Problems and tasks:
A. From the post about the differential equation, write out the passage from "To even get" up to and including "Jacobi elliptic equations.".
B. Translate this sentence from the differential equation post into Spanish: "The equation is slightly reminiscent of the Jacobi elliptic equations."
C. Summarize the differential equation post in two sentences.

Let $A,B,C \in \mathbb{R}$ with some possible restrictions. I wish to find a solution to the initial value problem $$y'(x) = \sqrt{A \cos(y(x)) + \frac{B}{\sin^2 y(x)} + C} $$ with the initial conditions $y(x_0) = y_0$. I recognize that the above differential equation does not make sense for all choices of $A,B,C$ and $y_{x_0}$.

To even get the problem to this staged already required some "tricks", but now I am all out of ideas as to how to continue. Subject to certain constraints such as $A = C = x_0 = 0$, $B > 0$ and $y_0 = \frac{\pi}{2}$, I believe we have a solution $$ y(x) = \arccos(\sqrt{B}x) \ .$$ However for non-zero $A$ and $C$ I have no ideas. The equation is slightly reminiscent of the Jacobi elliptic equations.

Any ideas?

Excerpted data:
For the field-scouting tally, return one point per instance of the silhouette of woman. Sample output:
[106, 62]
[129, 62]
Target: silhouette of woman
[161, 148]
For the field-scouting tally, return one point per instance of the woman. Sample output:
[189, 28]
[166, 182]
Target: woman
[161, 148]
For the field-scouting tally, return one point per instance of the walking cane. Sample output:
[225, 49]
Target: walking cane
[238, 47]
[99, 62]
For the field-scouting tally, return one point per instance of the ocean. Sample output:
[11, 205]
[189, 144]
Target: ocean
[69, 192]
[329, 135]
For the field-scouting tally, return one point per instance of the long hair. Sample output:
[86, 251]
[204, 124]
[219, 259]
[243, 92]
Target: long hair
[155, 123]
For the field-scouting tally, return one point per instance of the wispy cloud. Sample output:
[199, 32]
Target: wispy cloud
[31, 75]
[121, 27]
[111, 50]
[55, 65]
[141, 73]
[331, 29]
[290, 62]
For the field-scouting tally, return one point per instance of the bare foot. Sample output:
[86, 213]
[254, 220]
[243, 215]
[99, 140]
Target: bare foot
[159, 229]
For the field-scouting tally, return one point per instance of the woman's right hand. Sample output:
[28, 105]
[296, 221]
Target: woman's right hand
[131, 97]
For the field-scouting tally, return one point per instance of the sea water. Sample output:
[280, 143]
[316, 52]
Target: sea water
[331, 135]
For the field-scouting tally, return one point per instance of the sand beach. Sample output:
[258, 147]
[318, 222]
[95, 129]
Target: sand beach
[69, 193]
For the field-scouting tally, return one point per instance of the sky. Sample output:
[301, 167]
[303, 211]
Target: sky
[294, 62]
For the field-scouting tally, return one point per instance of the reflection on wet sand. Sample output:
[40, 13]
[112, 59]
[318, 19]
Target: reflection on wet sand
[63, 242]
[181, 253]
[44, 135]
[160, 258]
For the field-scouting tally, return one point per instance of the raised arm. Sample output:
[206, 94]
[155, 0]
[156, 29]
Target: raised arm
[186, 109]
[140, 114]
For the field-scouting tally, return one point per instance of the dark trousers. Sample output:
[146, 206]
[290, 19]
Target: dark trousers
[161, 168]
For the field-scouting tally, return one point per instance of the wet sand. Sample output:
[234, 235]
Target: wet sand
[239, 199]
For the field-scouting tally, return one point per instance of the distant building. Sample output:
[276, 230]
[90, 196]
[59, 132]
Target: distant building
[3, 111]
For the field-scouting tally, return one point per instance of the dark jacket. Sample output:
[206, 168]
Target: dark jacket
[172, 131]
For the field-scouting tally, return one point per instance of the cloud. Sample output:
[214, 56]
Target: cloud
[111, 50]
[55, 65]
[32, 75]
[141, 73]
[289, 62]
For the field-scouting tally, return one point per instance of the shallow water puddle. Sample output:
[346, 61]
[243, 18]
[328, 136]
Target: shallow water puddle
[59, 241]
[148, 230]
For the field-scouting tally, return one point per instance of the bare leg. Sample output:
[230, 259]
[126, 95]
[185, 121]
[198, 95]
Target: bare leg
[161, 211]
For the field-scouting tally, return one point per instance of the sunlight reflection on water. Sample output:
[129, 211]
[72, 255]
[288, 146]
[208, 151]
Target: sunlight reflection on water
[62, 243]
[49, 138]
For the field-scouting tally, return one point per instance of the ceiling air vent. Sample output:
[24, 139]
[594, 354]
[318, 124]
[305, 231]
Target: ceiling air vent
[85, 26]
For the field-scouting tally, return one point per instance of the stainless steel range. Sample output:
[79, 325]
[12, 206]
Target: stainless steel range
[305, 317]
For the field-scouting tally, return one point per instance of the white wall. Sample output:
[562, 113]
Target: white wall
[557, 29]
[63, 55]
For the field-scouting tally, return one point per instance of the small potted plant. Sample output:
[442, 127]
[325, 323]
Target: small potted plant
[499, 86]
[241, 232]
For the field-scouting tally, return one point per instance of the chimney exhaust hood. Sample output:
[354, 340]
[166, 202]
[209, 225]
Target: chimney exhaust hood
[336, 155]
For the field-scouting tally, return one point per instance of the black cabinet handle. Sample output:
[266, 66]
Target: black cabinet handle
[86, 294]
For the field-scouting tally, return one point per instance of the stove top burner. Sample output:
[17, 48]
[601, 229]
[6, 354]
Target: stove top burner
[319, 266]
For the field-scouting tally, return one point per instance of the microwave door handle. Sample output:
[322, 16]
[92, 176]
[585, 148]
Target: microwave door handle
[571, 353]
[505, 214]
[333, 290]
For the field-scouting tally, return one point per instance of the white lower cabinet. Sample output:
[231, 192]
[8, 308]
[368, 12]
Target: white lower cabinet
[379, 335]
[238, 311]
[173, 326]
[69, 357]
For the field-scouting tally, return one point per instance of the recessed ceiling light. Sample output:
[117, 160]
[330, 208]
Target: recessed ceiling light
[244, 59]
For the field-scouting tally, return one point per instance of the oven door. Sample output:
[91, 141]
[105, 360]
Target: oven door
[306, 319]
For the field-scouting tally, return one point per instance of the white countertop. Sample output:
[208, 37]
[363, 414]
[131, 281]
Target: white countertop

---

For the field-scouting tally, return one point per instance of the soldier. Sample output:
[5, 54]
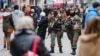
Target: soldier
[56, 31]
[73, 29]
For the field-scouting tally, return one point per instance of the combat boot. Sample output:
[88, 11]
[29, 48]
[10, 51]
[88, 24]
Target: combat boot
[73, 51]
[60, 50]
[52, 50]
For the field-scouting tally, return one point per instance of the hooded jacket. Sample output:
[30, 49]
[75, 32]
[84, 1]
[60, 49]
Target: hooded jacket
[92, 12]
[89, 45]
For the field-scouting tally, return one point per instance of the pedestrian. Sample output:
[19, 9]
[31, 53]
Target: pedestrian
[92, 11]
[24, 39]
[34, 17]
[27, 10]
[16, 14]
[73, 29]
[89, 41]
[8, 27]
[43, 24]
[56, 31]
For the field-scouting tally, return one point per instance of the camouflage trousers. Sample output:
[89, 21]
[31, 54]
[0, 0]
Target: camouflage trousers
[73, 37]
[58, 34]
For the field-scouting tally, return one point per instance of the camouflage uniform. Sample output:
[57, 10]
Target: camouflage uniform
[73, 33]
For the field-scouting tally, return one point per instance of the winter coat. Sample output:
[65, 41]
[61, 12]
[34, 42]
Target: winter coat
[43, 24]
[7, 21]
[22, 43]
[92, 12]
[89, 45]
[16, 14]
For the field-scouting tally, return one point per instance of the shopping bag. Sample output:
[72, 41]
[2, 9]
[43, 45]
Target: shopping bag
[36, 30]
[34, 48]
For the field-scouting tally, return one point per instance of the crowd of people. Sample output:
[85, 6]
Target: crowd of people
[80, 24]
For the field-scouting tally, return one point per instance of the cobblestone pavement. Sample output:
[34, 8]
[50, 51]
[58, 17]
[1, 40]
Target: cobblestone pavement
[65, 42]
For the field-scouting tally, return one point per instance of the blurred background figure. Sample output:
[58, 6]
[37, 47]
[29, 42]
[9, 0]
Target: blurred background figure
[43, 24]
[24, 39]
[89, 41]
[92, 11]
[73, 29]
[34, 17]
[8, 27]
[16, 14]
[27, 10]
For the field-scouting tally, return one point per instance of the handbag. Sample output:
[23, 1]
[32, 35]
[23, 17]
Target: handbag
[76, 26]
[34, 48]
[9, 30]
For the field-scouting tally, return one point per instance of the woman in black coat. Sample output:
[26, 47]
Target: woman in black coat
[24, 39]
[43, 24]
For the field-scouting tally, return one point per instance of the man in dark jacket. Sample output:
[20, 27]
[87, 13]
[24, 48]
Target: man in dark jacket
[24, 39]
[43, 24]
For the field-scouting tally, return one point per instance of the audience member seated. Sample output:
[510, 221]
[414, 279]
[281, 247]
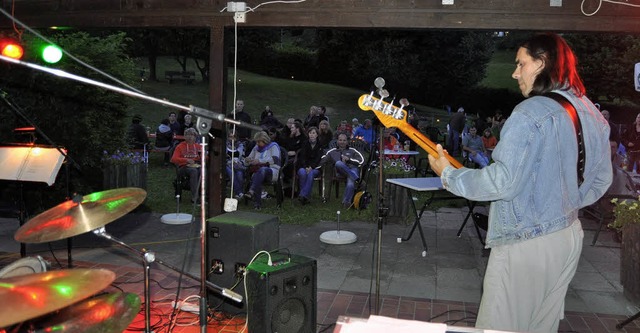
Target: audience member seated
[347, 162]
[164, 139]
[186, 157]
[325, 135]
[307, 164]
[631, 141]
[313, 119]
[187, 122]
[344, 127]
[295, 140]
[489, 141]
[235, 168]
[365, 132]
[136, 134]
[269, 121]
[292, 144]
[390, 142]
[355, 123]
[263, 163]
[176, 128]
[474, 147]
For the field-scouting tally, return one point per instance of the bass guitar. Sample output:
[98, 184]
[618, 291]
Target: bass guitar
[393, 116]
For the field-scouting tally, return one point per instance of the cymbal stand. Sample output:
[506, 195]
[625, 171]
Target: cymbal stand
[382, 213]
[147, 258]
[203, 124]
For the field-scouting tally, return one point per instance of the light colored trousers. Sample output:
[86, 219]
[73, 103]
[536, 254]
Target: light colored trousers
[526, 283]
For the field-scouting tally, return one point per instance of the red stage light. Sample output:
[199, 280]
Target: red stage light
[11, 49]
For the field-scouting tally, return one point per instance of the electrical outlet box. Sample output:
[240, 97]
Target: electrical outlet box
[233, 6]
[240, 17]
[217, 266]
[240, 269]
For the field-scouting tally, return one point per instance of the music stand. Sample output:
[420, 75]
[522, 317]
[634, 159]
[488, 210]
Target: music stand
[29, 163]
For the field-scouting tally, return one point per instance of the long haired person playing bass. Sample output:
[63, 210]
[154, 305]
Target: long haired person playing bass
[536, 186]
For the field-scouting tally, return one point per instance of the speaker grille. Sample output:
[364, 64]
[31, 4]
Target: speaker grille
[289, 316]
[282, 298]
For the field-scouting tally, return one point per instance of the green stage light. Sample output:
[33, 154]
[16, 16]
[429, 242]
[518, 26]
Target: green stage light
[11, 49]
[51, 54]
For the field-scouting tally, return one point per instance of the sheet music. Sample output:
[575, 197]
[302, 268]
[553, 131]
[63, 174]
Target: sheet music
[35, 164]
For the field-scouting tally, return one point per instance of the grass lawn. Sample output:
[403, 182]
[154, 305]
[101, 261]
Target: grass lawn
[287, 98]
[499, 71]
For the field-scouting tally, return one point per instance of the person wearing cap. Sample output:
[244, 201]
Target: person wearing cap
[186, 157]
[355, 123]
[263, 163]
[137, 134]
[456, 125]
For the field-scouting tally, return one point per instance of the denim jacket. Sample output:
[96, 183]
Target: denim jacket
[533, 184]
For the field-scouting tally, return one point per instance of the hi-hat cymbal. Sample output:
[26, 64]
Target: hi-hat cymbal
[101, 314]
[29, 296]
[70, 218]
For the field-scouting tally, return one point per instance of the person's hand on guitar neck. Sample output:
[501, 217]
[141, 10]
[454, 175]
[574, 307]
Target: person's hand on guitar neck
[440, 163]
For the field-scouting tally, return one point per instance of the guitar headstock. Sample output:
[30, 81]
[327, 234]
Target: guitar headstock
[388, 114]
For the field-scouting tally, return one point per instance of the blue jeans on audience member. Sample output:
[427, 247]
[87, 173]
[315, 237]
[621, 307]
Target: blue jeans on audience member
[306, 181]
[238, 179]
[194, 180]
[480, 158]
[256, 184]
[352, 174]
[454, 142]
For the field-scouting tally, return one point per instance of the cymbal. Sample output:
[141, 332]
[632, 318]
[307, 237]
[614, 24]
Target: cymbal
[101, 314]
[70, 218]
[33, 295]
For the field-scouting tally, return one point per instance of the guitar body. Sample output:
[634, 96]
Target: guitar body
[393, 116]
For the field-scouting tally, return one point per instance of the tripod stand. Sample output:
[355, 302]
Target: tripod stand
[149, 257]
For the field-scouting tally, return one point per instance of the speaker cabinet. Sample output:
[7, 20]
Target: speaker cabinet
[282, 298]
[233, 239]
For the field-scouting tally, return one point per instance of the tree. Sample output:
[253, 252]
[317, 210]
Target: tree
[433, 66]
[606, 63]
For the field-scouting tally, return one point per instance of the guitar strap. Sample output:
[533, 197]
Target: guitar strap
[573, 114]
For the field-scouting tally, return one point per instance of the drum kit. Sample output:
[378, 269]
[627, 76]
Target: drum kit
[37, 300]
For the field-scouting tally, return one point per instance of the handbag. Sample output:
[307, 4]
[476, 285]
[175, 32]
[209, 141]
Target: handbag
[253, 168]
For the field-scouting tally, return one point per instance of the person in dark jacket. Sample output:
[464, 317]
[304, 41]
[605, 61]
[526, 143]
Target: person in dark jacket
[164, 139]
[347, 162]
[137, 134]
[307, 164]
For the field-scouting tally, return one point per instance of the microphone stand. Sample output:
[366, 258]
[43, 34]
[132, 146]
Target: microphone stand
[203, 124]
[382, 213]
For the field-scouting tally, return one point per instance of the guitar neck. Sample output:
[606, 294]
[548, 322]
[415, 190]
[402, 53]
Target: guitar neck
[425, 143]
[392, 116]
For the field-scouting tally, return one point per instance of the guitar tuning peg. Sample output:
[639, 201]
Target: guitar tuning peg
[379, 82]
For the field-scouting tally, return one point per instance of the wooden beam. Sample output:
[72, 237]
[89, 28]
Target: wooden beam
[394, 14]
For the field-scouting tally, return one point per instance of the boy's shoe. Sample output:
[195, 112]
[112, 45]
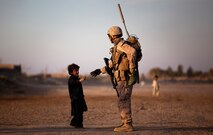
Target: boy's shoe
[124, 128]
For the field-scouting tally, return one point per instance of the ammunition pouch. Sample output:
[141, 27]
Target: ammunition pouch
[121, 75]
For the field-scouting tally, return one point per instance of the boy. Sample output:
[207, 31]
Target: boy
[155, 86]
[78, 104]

Worked answers:
A.
To even get the problem to this staged already required some "tricks", but now I am all out of ideas as to how to continue. Subject to certain constraints such as $A = C = x_0 = 0$, $B > 0$ and $y_0 = \frac{\pi}{2}$, I believe we have a solution $$ y(x) = \arccos(\sqrt{B}x) \ .$$ However for non-zero $A$ and $C$ I have no ideas. The equation is slightly reminiscent of the Jacobi elliptic equations.

B. La ecuación recuerda ligeramente a las ecuaciones elípticas de Jacobi.

C. The post asks for a solution to the initial value problem y'(x) = √(A cos(y(x)) + B/sin² y(x) + C) with y(x₀) = y₀, and it notes that the equation does not make sense for all choices of A, B, C and the starting value. The writer believes y(x) = arccos(√B x) is a solution when A = C = x₀ = 0, B > 0 and y₀ = π/2, has no ideas for non-zero A and C, and finds the equation slightly reminiscent of the Jacobi elliptic equations.